Data items:

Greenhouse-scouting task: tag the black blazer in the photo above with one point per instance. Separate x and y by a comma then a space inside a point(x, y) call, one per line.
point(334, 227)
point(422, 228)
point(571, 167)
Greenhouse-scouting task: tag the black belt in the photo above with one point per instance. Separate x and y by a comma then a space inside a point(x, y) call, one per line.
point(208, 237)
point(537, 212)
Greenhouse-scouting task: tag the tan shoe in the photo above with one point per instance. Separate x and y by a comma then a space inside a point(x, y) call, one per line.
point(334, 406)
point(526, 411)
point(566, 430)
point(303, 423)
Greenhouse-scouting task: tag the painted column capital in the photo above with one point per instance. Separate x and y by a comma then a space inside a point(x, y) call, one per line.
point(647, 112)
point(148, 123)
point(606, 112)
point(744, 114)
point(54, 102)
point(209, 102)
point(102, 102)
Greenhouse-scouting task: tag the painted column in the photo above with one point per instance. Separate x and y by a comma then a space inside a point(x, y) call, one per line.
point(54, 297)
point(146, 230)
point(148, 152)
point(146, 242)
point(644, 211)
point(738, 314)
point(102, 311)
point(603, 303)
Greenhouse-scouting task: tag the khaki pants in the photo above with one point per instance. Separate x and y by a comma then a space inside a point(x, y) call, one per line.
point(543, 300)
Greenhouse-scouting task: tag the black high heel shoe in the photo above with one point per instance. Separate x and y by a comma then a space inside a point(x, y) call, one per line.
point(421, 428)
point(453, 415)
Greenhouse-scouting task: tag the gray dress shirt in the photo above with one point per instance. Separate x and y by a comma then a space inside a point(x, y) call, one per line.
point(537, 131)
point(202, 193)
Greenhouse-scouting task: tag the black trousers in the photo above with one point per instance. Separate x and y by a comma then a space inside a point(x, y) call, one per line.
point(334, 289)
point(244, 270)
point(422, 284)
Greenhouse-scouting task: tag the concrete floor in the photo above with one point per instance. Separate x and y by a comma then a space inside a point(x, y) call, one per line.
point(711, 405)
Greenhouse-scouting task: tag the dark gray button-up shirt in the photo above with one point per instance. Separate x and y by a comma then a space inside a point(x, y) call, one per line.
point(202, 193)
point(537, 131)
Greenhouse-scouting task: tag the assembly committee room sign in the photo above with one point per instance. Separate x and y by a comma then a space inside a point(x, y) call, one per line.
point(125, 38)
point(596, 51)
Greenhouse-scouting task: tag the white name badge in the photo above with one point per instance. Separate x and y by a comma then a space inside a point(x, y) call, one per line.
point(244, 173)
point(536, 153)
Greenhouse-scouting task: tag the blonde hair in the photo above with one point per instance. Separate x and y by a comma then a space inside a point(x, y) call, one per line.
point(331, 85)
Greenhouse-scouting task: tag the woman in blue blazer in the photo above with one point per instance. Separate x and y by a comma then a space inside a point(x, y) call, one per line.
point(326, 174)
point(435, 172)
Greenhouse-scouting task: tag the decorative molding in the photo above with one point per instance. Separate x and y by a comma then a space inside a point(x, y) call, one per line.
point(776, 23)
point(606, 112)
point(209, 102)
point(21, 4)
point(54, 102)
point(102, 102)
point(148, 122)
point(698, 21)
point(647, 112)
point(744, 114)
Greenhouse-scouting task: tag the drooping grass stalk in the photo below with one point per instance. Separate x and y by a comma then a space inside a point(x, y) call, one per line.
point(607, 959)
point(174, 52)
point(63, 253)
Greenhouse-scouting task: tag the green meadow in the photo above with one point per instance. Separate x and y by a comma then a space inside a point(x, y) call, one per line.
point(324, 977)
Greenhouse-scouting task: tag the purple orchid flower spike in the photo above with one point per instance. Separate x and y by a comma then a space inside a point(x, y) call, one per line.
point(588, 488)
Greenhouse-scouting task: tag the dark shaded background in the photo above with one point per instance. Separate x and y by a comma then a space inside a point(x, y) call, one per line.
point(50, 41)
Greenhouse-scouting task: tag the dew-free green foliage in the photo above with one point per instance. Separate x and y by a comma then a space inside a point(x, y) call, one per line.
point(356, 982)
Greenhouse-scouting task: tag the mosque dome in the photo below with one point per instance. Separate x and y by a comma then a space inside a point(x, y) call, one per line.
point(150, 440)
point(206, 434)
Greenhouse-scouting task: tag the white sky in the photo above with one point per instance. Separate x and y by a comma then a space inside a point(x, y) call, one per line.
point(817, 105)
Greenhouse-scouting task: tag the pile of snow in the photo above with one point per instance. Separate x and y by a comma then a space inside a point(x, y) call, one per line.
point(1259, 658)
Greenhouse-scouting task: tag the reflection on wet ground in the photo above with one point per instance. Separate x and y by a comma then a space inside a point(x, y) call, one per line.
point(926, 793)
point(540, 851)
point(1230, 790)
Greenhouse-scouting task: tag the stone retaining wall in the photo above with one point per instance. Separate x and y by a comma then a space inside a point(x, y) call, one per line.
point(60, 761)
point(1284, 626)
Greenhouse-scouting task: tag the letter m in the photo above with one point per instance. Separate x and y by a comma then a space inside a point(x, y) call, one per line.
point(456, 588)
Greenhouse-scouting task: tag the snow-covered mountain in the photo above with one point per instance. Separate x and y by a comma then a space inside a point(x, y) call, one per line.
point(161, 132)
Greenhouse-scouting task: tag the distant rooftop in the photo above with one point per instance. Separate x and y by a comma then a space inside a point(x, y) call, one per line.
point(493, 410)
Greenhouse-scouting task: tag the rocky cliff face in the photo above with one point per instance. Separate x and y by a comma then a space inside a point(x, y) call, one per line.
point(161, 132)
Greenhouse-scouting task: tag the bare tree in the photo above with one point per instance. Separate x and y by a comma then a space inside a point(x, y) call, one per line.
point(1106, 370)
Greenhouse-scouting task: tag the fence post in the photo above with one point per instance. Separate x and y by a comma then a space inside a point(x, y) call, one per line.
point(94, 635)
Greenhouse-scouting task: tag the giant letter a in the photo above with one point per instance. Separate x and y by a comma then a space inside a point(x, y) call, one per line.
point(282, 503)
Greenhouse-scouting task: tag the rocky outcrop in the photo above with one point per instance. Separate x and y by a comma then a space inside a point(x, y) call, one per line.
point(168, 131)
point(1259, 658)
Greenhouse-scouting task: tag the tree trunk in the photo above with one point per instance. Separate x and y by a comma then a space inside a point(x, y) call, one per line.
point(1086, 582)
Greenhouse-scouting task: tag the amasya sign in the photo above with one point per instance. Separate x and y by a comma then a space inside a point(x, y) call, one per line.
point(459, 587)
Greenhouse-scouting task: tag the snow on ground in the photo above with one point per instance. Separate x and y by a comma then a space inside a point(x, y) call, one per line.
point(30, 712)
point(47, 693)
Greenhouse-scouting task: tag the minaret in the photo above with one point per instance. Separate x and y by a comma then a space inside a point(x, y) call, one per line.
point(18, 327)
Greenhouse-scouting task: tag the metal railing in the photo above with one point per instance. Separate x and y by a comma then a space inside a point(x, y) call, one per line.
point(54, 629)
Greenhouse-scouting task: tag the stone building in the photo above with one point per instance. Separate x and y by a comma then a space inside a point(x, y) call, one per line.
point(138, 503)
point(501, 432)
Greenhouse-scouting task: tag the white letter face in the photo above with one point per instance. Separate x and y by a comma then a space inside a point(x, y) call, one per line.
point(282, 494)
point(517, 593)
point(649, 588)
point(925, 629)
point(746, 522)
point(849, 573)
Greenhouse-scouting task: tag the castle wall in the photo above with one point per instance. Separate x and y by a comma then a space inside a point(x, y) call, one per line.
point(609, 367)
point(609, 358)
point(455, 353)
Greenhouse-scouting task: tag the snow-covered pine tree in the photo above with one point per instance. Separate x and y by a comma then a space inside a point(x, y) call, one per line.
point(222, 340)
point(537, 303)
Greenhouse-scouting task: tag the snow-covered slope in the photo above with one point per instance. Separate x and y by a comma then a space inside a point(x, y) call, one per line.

> What is asked:
Put each line of the rows above into a JSON list of strings, with one string per line and any blank lines left out.

> Result of this exercise:
[
  "Greenhouse-scouting task: tag the black blazer in the photo above with one point per instance. Separate x and y by a comma then a space inside a point(x, y) call, one per line.",
  "point(334, 227)",
  "point(422, 228)",
  "point(571, 167)",
  "Greenhouse-scouting task: tag the black belt in the photo above with one point per instance. Separate x and y by a comma then a space inside a point(x, y) call, one per line.",
  "point(208, 237)",
  "point(537, 212)",
  "Greenhouse-scouting task: tag the tan shoe in the photo above with one point per instance. Separate x and y by a comma then a space inside a point(x, y) call, one per line.",
  "point(334, 406)",
  "point(526, 411)",
  "point(566, 430)",
  "point(303, 423)",
  "Greenhouse-scouting task: tag the painted column capital in the photo above with one point per instance. Separate x and y by a comma then a space inside a point(x, y) call, one per line.",
  "point(647, 112)",
  "point(148, 123)",
  "point(606, 112)",
  "point(744, 114)",
  "point(54, 102)",
  "point(209, 102)",
  "point(102, 102)",
  "Greenhouse-scouting task: tag the painted column in the photo above with one point per instance. Separate x and y by a comma then a space inside a point(x, y) call, one per line.",
  "point(54, 297)",
  "point(146, 230)",
  "point(148, 152)",
  "point(146, 242)",
  "point(644, 211)",
  "point(738, 314)",
  "point(102, 311)",
  "point(603, 303)",
  "Greenhouse-scouting task: tag the khaki pants in the photo above with one point per instance. Separate x and y by a comma then a space inside a point(x, y) call, one per line.",
  "point(543, 300)",
  "Greenhouse-scouting task: tag the black high heel shoe in the photo above with one point per instance. Separate x and y by a comma then a space inside a point(x, y) call, one per line.",
  "point(421, 428)",
  "point(453, 415)",
  "Greenhouse-scouting task: tag the gray dress shirt in the photo above with one point per instance. Separate x and y by a comma then a space inside a point(x, y) call, one per line.",
  "point(537, 131)",
  "point(202, 193)",
  "Greenhouse-scouting task: tag the black trousers in the photo above with one point per instance. Separate x and y by a comma then a space inside a point(x, y) call, one per line.",
  "point(334, 289)",
  "point(244, 270)",
  "point(422, 284)",
  "Greenhouse-scouting task: tag the concrete floor in the photo above with one point per instance. Separate x and y by a comma then a space inside a point(x, y) call, one per line.",
  "point(711, 405)",
  "Greenhouse-scouting task: tag the dark gray button-up shirt in the photo above with one point per instance. Separate x and y by a comma then a space inside a point(x, y) call, one per line.",
  "point(202, 193)",
  "point(537, 131)",
  "Greenhouse-scouting task: tag the assembly committee room sign in the photo above with one point per instance. Separate x and y by a comma then a space inside a point(x, y) call, one per line.",
  "point(125, 38)",
  "point(596, 51)",
  "Greenhouse-scouting task: tag the white name badge in the photo above with one point per instance. Separate x and y by a comma then a space inside a point(x, y) call, one per line.",
  "point(244, 173)",
  "point(536, 153)",
  "Greenhouse-scouting task: tag the blonde hair in the photo above with one point per instance. Separate x and y by a comma then a space inside a point(x, y) call, one per line.",
  "point(331, 85)",
  "Greenhouse-scouting task: tag the woman in blue blazer in the photo above with one point per instance. Separate x and y by a comma then a space inside a point(x, y) call, one per line.",
  "point(326, 174)",
  "point(435, 172)",
  "Greenhouse-scouting task: tag the decorative molding in the photo above with one point per instance. Separate x and y by a comma then a space inside a point(x, y) call, one per line.",
  "point(776, 23)",
  "point(606, 112)",
  "point(209, 102)",
  "point(21, 4)",
  "point(54, 102)",
  "point(102, 102)",
  "point(148, 122)",
  "point(698, 21)",
  "point(647, 112)",
  "point(744, 114)",
  "Greenhouse-scouting task: tag the drooping grass stalk in the photo below with one point per instance. Separate x and y by a comma then a space inside a point(x, y) call, one per line.",
  "point(607, 959)",
  "point(174, 52)",
  "point(63, 253)",
  "Greenhouse-scouting task: tag the green meadow in the photo above with one point per instance. Separate x and y by a comma then a space inside a point(x, y) call, one per line.",
  "point(324, 977)",
  "Greenhouse-scouting task: tag the purple orchid flower spike in the photo above with one point per instance. Separate x and y by a comma then a space inside a point(x, y) call, one per line.",
  "point(588, 488)",
  "Greenhouse-scouting task: tag the dark shaded background in the photo above with one point per instance. Separate x and y by a comma then a space inside a point(x, y) call, one per line.",
  "point(50, 41)",
  "Greenhouse-scouting task: tag the dew-free green foliage in the photo above with one point per instance. Separate x and y by a comma then a space inside a point(x, y) call, one per line.",
  "point(356, 982)",
  "Greenhouse-scouting task: tag the mosque dome in the photo below with one point per instance. Separate x and y by a comma then a space inside a point(x, y) call, one per line.",
  "point(150, 440)",
  "point(206, 434)",
  "Greenhouse-scouting task: tag the white sky in the photo above with one point per instance. Separate x and y by a comma then a space inside a point(x, y) call, one per line.",
  "point(817, 105)",
  "Greenhouse-scouting task: tag the pile of snow in the photo above with one point per instance. Separate x and y by a comma then a space inside a point(x, y) call, one per line.",
  "point(1259, 658)",
  "Greenhouse-scouting task: tag the reflection on wet ground in the photo above with one point per instance. Separate x and y by a comma then a space inside a point(x, y) call, one per line.",
  "point(926, 793)",
  "point(540, 851)",
  "point(1230, 790)",
  "Greenhouse-scouting task: tag the stone retaining wall in the photo above with one point per instance. Separate x and y by a comma then a space inside a point(x, y) call, one per line.",
  "point(60, 761)",
  "point(1284, 626)",
  "Greenhouse-scouting task: tag the letter m in the photo above with one point per instance. Separate x and y by a comma then a space inside a point(x, y) call, one per line.",
  "point(456, 588)",
  "Greenhouse-scouting task: tag the snow-covered mountain in the photo above with one point per instance. Separate x and y by a comma then a space inside a point(x, y) call, one per line.",
  "point(161, 132)",
  "Greenhouse-scouting task: tag the distant rooftop in the photo above with one point per instance. Separate x and y by a comma then a space inside a point(x, y) call, one per line.",
  "point(493, 410)",
  "Greenhouse-scouting task: tag the rocky cliff face in the photo above with one point per instance. Separate x and y by a comma then a space inside a point(x, y) call, one per line.",
  "point(161, 132)",
  "Greenhouse-scouting task: tag the bare tree in the photo above with one point per instance. Separate x and y by a comma then a space inside a point(x, y) call, one per line.",
  "point(1106, 370)",
  "Greenhouse-scouting task: tag the fence post in the photo above with one point per instance. Separate x and y by a comma then a space inside a point(x, y) call, one per line.",
  "point(94, 635)",
  "Greenhouse-scouting task: tag the giant letter a in the photo above with one point per instance. Separate x and y by a comma then a space inside a point(x, y) call, one per line.",
  "point(282, 503)",
  "Greenhouse-scouting task: tag the rocky outcrop in the photo above with one point per instance. Separate x and y by a comma then a space inside a point(x, y) call, one per line.",
  "point(168, 131)",
  "point(1259, 658)",
  "Greenhouse-scouting task: tag the tree trunk in the photo above with one point per instance. Separate x and y by a comma then a space inside a point(x, y) call, one per line.",
  "point(1086, 582)",
  "Greenhouse-scouting task: tag the amasya sign in the photo above with one point per instance. Separate x and y by a comma then a space inside a point(x, y) call, one per line.",
  "point(459, 587)",
  "Greenhouse-scouting task: tag the snow on ground in the photo above with one point per instance. Separate x and y by a comma then a space inside a point(x, y) call, one per line.",
  "point(30, 712)",
  "point(47, 693)",
  "Greenhouse-scouting task: tag the minaret in the photo above with one point per instance. Separate x and y by a comma then a space inside a point(x, y) call, one per line.",
  "point(18, 327)",
  "Greenhouse-scouting task: tag the metal railing in the photo above with one point per instance. Separate x and y by a comma then a space inside a point(x, y) call, one per line.",
  "point(54, 629)",
  "Greenhouse-scouting task: tag the stone building in the photo above with one point per instance. Separate x and y by a comma then a space inside a point(x, y) call, one per line.",
  "point(138, 503)",
  "point(501, 432)",
  "Greenhouse-scouting task: tag the white letter face in the photo above with one point per instance. Separate x and y by a comma then a space inside a point(x, y) call, one per line.",
  "point(282, 494)",
  "point(517, 593)",
  "point(649, 588)",
  "point(925, 629)",
  "point(746, 522)",
  "point(849, 573)",
  "Greenhouse-scouting task: tag the castle wall in the photo above with one point per instance. Separate x and y by a comma then a space inside a point(x, y) call, one per line.",
  "point(609, 367)",
  "point(609, 358)",
  "point(455, 353)",
  "Greenhouse-scouting task: tag the snow-covered pine tree in the photo above with one point per instance. Separate x and y by a comma then a space inside a point(x, y) call, one per line.",
  "point(222, 340)",
  "point(537, 303)",
  "Greenhouse-scouting task: tag the snow-covered slope in the photo above with one point per instance. Separate x and y by a comma then a space inside a point(x, y) call, one per line."
]